** start of Given passage **

Mateur Tunisia is home to a small factory that typifies Tunisia’s industrial base. The plant in Mateur is one of three owned by the German cable company Leoni, which has taken advantage of Tunisia’s low wages and relative stability to set up shop and employ up to 14,000 Tunisian workers. The plant produces components for fiber optic cables and is part of Leoni’s global supply chain.
Recently, however, an ongoing labor dispute between Leoni management and the UTT, Tunisia’s second largest trade union, threatened to close Leoni’s Mateur operation and throw 2,700 workers on to the streets. While negotiations have recently resumed, sparing the workers (for the moment), the precarity of the situation is indicative of wider unrest in the Tunisian labor market. It also represents the biggest risk to the current government.
While Tunisian unemployment and strikes have been well documented in the last year, little reporting has focused on the nature of the strikes and just what it means to Tunisian and multinational businesses operating in Tunisia.
Tunisian syndicalism took on a new form with the uprising in 2010/2011. Unions cast their support with the protesters – a key -ans often overlooked aspect to the uprising’s success. The subsequent period of transition from January 14 to the installation of a new government in December last year saw labor unrest increase dramatically. It seemed that any half-way organized union or guild went on strike. The airports, trains, utilities, and ministries all were affected by strikes. The police force, the enforcers of Ben Ali’s regime, were ironically some of the first to gain concessions from the government. Even workers in Tunis’s medina went on strike to protest the government’s feeble attempts to get tourists back in the souks.
While the government was in a position to acquiesce to demands from public sector (and state-owned enterprise) workers, private businesses were on their own to negotiate new contracts with their employees. While some firms were able to offer concessions to workers, a credit crunch from Tunisian banks and uncertainty in Europe narrowed the options for most businesses.
What was perhaps most critical was the “democratic” nature of the strikes. Many Tunisian workers went outside of their labor unions to protest employment practices. After a half-century of collaboration with the ancien regime, Tunisian workers felt that wages and benefits had been artificially kept low for too long. This represented a major change for business managers, who no longer knew with whom to negotiate.
The rules of the game shifted.
Some managers I’ve spoken to, who generally had good relations with their employees, were terrified that a rogue group could shut down their operations. They also believed that making concessions would not stop the problem, but only encourage more workers to use rogue strikes as a tool for negotiations.

** end of Given passage **
** start of Supplied entries **

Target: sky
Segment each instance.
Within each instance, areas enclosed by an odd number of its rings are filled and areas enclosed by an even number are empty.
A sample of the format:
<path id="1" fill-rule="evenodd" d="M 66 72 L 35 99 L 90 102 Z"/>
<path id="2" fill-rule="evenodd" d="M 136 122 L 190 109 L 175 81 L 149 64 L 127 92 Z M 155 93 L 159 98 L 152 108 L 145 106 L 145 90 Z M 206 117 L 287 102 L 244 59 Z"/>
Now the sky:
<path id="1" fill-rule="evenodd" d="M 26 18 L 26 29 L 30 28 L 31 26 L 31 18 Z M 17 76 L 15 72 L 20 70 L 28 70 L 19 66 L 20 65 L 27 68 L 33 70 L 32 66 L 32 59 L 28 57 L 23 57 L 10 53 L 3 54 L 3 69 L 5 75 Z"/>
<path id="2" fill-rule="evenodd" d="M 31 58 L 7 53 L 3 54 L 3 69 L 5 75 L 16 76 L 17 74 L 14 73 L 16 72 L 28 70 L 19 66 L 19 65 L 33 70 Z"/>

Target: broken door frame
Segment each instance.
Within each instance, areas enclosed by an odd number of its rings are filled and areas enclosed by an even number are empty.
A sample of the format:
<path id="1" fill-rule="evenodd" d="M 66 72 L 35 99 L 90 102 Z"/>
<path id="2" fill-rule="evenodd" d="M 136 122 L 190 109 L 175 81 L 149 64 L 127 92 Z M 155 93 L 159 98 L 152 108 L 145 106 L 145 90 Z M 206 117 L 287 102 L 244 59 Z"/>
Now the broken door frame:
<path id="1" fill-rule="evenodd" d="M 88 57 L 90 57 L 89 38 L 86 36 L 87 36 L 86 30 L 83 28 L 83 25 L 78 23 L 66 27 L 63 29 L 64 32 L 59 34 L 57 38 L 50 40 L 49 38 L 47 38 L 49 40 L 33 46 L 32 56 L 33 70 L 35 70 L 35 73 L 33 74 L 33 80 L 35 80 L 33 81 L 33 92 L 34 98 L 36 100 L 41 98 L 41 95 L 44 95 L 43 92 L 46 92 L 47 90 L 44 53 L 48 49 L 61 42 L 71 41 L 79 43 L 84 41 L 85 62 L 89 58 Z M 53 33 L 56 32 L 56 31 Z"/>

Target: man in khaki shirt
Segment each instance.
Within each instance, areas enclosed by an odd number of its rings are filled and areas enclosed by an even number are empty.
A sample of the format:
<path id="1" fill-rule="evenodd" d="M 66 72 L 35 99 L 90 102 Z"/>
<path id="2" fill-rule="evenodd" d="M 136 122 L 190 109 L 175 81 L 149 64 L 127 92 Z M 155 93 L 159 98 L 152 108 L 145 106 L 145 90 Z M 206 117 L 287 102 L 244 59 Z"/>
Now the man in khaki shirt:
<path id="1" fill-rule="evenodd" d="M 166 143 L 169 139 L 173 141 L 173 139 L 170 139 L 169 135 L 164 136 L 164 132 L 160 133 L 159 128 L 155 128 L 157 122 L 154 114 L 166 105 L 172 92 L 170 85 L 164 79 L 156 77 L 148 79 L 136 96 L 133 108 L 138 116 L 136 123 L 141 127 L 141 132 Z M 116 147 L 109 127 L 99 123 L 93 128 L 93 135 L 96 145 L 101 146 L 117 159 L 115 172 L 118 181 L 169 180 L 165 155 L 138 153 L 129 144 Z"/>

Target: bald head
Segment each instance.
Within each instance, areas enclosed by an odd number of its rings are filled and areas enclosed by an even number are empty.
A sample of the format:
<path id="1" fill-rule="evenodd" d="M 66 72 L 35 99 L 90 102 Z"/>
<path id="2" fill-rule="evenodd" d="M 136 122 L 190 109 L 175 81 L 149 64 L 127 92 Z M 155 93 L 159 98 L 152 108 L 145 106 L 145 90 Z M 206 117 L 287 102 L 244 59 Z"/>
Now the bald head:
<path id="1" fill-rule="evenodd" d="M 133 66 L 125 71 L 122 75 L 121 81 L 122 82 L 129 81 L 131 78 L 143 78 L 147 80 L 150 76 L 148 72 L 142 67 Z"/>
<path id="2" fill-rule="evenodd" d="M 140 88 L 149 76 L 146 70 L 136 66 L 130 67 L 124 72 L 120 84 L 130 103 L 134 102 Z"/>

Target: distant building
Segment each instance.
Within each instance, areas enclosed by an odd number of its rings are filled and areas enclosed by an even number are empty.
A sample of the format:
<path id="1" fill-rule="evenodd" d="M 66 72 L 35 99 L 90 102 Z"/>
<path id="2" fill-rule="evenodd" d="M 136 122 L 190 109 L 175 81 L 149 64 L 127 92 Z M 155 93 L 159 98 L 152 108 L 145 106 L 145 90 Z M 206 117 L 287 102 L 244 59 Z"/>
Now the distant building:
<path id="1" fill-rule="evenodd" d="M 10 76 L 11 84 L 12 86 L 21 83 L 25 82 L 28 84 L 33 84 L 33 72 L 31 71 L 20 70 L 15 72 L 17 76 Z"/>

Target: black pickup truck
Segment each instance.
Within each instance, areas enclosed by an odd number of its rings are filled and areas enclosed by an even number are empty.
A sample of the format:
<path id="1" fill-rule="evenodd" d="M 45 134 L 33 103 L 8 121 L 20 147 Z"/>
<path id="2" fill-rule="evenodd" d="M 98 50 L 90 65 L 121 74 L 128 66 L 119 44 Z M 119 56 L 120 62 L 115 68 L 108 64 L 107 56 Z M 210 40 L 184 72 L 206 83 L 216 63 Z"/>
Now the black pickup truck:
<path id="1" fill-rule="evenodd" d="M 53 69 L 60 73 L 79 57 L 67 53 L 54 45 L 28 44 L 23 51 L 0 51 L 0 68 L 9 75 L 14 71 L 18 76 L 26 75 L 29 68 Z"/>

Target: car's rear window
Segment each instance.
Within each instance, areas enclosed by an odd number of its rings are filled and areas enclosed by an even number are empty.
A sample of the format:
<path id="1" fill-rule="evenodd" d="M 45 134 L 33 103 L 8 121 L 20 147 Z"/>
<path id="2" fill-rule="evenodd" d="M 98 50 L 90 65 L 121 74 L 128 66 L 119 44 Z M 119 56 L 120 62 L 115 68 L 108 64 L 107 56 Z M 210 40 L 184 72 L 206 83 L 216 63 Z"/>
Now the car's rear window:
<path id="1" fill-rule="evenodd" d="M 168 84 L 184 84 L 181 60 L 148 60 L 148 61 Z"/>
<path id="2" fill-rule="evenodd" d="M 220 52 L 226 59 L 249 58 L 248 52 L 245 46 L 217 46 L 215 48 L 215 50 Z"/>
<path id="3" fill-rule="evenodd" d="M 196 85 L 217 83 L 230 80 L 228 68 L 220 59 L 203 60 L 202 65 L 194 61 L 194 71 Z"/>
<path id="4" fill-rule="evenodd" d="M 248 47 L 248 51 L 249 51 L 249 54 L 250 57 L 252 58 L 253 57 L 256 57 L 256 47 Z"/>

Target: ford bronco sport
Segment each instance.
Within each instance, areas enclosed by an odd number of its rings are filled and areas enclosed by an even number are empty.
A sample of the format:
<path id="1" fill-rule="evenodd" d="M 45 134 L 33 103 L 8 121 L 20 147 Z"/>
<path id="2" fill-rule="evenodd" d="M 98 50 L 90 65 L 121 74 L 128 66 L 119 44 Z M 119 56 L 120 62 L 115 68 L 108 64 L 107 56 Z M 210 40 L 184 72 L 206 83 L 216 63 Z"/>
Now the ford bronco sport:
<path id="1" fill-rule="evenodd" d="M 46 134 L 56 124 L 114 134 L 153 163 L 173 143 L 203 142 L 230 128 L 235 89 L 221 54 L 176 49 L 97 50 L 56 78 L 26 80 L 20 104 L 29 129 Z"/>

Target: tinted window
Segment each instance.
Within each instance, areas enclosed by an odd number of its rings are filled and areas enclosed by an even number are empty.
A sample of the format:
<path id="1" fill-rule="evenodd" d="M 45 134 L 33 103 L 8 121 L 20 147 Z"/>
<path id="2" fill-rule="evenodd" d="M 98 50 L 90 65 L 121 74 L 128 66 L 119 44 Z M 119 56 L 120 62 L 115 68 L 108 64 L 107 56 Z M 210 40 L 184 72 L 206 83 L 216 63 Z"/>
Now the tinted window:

** end of Supplied entries **

→ What you will do
1. In the article on Tunisian labor unrest, how many workers could have been put on the streets if Leoni's Mateur operation closed?
2. Turn the listing, starting at the line containing "Target: bald head" and ending at the line containing "10 76 L 11 84", into a two-column CSV with the columns instruction and answer. Each row should hold one instruction and its answer, with each field in quotes and line breaks replaced by spaces.
The article on Tunisian labor unrest and the listing are unrelated to each other.

→ Solved problems
1. 2,700 workers.

2.
instruction,answer
"Target: bald head Segment each instance. Within each instance, areas enclosed by an odd number of its rings are filled and areas enclosed by an even number are empty. A sample of the format: <path id=""1"" fill-rule=""evenodd"" d=""M 66 72 L 35 99 L 90 102 Z""/> <path id=""2"" fill-rule=""evenodd"" d=""M 136 122 L 190 109 L 175 81 L 149 64 L 127 92 Z M 155 93 L 159 98 L 152 108 L 145 106 L 145 90 Z M 206 117 L 287 102 L 244 59 Z""/> Now the bald head:","<path id=""1"" fill-rule=""evenodd"" d=""M 133 66 L 125 71 L 122 75 L 121 81 L 122 82 L 129 81 L 131 78 L 143 78 L 147 80 L 150 76 L 148 72 L 142 67 Z""/> <path id=""2"" fill-rule=""evenodd"" d=""M 140 88 L 149 76 L 146 70 L 136 66 L 130 67 L 124 72 L 120 84 L 130 103 L 134 102 Z""/>"
"Target: distant building Segment each instance. Within each instance, areas enclosed by an odd number of its rings are filled and areas enclosed by an even number are empty. A sample of the format: <path id=""1"" fill-rule=""evenodd"" d=""M 66 72 L 35 99 L 90 102 Z""/> <path id=""2"" fill-rule=""evenodd"" d=""M 136 122 L 190 109 L 175 81 L 149 64 L 127 92 Z M 155 93 L 159 98 L 152 108 L 145 106 L 145 90 Z M 206 117 L 287 102 L 244 59 Z""/> Now the distant building:","<path id=""1"" fill-rule=""evenodd"" d=""M 10 76 L 11 84 L 12 86 L 21 83 L 25 82 L 28 84 L 33 84 L 33 72 L 31 71 L 20 70 L 15 72 L 17 76 Z""/>"